§ **WHAT IS EXPECTED**:
Give back, unchanged, the lines from the one containing "If you could pin the green bush" to the end of the listing, inclusive of both.

§ **RECORDS SUPPLIED**:
BEGIN
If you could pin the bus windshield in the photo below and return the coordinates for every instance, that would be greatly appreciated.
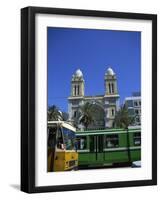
(69, 139)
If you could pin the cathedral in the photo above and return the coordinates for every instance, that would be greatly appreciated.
(107, 104)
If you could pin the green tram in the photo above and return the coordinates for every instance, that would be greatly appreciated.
(109, 147)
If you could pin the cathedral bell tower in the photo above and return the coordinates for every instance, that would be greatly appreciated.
(77, 84)
(77, 94)
(111, 97)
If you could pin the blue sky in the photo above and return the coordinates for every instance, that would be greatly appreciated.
(92, 51)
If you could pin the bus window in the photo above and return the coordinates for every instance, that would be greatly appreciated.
(112, 141)
(52, 137)
(82, 142)
(137, 139)
(69, 139)
(92, 140)
(59, 139)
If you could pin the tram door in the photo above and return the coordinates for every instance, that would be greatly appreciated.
(96, 147)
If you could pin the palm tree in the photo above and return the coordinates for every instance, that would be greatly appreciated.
(86, 114)
(123, 120)
(54, 114)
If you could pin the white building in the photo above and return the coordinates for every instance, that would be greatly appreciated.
(106, 103)
(133, 104)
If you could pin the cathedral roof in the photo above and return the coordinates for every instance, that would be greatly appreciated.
(78, 73)
(110, 71)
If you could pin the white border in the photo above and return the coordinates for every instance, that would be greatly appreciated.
(91, 176)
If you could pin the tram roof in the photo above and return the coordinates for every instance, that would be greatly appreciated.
(61, 123)
(108, 131)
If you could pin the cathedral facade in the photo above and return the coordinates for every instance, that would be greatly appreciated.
(107, 104)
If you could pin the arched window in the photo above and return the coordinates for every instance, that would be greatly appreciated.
(112, 85)
(75, 88)
(109, 86)
(75, 114)
(112, 112)
(78, 90)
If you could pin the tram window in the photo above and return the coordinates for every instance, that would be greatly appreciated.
(82, 143)
(59, 139)
(137, 139)
(52, 137)
(69, 139)
(112, 141)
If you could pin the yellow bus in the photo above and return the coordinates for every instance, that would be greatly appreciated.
(62, 153)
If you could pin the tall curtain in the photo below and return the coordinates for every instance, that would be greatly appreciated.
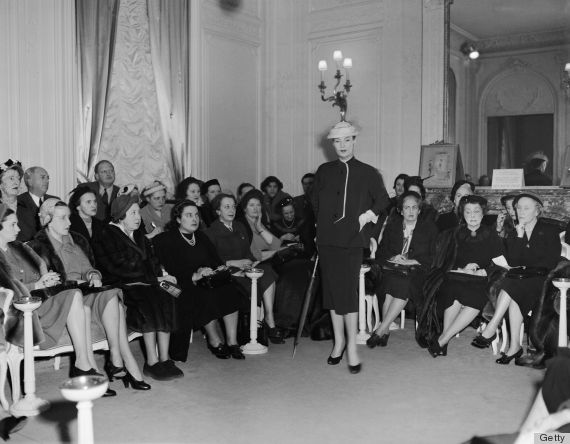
(507, 142)
(96, 22)
(170, 52)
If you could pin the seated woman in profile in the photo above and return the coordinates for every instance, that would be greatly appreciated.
(273, 194)
(70, 255)
(469, 251)
(536, 247)
(126, 259)
(232, 243)
(451, 219)
(415, 183)
(24, 272)
(189, 255)
(83, 207)
(407, 241)
(291, 229)
(156, 213)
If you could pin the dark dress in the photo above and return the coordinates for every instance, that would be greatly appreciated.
(341, 193)
(196, 306)
(131, 265)
(235, 245)
(542, 250)
(470, 290)
(421, 249)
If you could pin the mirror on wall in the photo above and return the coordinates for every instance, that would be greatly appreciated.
(508, 101)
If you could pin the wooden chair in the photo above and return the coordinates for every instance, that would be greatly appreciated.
(15, 355)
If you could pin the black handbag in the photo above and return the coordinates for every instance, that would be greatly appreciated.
(216, 279)
(526, 272)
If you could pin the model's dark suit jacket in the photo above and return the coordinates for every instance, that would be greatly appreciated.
(28, 218)
(103, 211)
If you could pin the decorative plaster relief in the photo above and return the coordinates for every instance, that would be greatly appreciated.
(519, 92)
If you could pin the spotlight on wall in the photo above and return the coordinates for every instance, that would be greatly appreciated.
(469, 49)
(566, 80)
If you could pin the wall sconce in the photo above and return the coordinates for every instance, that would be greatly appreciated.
(338, 96)
(566, 80)
(469, 49)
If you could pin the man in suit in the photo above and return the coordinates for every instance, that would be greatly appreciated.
(104, 188)
(37, 182)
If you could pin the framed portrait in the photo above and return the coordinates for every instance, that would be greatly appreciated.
(440, 165)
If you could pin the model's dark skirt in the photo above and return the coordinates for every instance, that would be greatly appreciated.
(469, 291)
(149, 308)
(403, 287)
(340, 270)
(525, 292)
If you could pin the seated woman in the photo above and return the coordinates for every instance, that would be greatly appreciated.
(505, 224)
(451, 219)
(11, 173)
(291, 229)
(189, 256)
(273, 194)
(415, 183)
(156, 213)
(23, 271)
(83, 208)
(536, 247)
(407, 241)
(126, 259)
(463, 292)
(232, 242)
(70, 255)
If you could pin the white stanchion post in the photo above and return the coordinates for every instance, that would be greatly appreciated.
(29, 405)
(83, 390)
(253, 347)
(362, 336)
(562, 284)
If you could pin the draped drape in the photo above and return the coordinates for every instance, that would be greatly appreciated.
(170, 52)
(96, 22)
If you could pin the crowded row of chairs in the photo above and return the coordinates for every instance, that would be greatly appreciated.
(119, 260)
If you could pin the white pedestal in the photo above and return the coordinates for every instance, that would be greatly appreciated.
(563, 285)
(83, 390)
(253, 347)
(362, 336)
(30, 405)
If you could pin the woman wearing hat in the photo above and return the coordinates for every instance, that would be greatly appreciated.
(156, 213)
(463, 267)
(83, 207)
(272, 188)
(69, 254)
(24, 272)
(127, 260)
(408, 241)
(536, 247)
(233, 245)
(188, 254)
(347, 196)
(10, 177)
(451, 219)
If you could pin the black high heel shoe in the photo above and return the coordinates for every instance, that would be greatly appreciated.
(436, 350)
(114, 372)
(335, 361)
(506, 359)
(375, 340)
(129, 380)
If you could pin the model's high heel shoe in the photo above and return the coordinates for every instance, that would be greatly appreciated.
(335, 361)
(506, 359)
(129, 380)
(113, 372)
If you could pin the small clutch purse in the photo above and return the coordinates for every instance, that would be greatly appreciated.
(172, 289)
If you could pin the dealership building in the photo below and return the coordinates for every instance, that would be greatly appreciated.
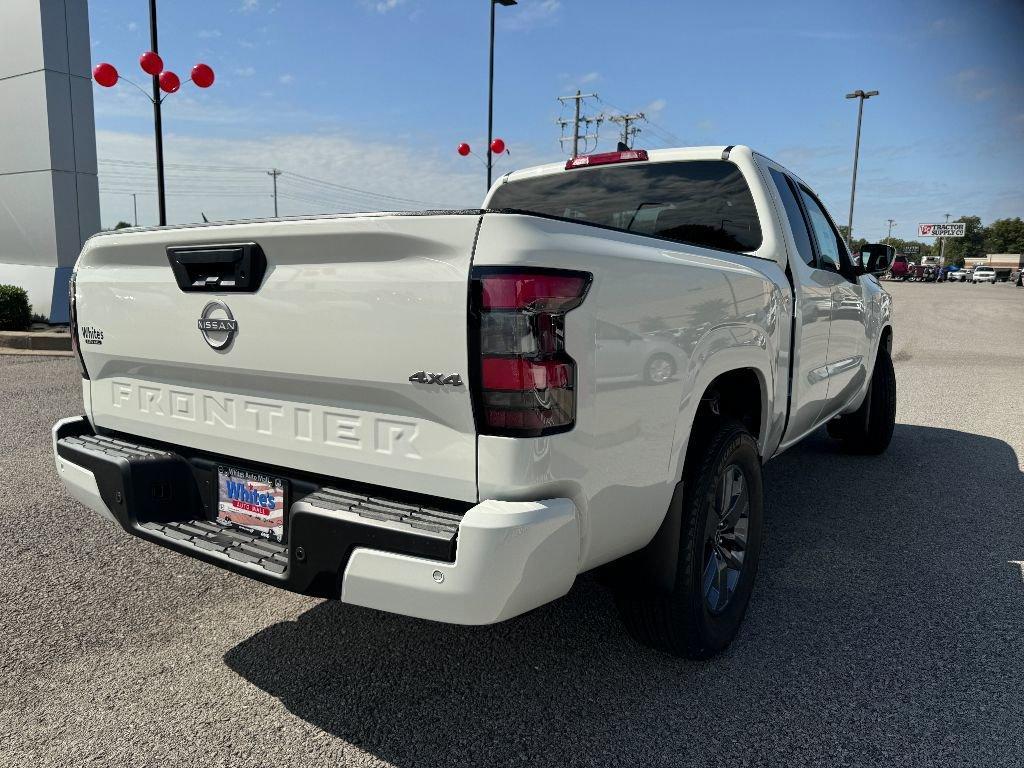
(49, 196)
(997, 260)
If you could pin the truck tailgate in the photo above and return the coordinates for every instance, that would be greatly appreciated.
(316, 375)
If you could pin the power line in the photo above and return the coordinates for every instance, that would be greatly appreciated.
(578, 120)
(629, 132)
(273, 173)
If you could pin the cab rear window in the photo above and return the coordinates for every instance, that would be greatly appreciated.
(701, 202)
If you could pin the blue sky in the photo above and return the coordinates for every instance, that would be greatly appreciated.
(376, 94)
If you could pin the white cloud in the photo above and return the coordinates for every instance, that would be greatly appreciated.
(974, 84)
(529, 13)
(435, 178)
(382, 6)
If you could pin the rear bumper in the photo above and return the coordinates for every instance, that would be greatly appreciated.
(478, 565)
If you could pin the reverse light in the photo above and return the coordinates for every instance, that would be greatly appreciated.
(525, 382)
(605, 158)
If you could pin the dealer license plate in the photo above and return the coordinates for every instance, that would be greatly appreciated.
(252, 501)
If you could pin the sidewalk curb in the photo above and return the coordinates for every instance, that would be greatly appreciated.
(37, 341)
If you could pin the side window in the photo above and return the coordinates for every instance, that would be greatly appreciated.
(830, 245)
(796, 216)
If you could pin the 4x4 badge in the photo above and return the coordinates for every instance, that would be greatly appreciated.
(425, 377)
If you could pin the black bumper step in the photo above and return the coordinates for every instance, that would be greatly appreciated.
(167, 495)
(225, 540)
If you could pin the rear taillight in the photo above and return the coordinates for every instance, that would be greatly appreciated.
(524, 385)
(73, 323)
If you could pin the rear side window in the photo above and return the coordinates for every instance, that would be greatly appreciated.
(702, 203)
(830, 246)
(796, 217)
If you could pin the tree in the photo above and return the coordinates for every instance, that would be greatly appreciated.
(1005, 236)
(970, 246)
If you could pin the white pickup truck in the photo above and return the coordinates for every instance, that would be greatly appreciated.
(453, 414)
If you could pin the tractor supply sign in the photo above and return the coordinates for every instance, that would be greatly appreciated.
(952, 229)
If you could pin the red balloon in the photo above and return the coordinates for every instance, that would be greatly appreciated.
(104, 75)
(169, 82)
(203, 76)
(151, 62)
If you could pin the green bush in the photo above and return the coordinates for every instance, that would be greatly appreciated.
(15, 311)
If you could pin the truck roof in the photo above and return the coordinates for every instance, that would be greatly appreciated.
(653, 156)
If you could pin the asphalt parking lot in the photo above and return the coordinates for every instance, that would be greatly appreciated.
(887, 627)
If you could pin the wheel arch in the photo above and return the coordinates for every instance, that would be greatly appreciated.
END
§ **WRITTEN RESPONSE**:
If you could pin the green bush in the photo above and return the coordinates for every instance, that would be greatly appreciated.
(15, 311)
If you could pin the truck roof in the photo above and return the coordinates for every instance, that would be greatly appreciated.
(653, 156)
If you could pin the asphalt parking lot in the photo above and return the coordinates for every instance, that would be greatly appreciated.
(887, 627)
If you could pin the wheel arch in the photo above and return the coordinates for every instance, that would be greatly appreciated.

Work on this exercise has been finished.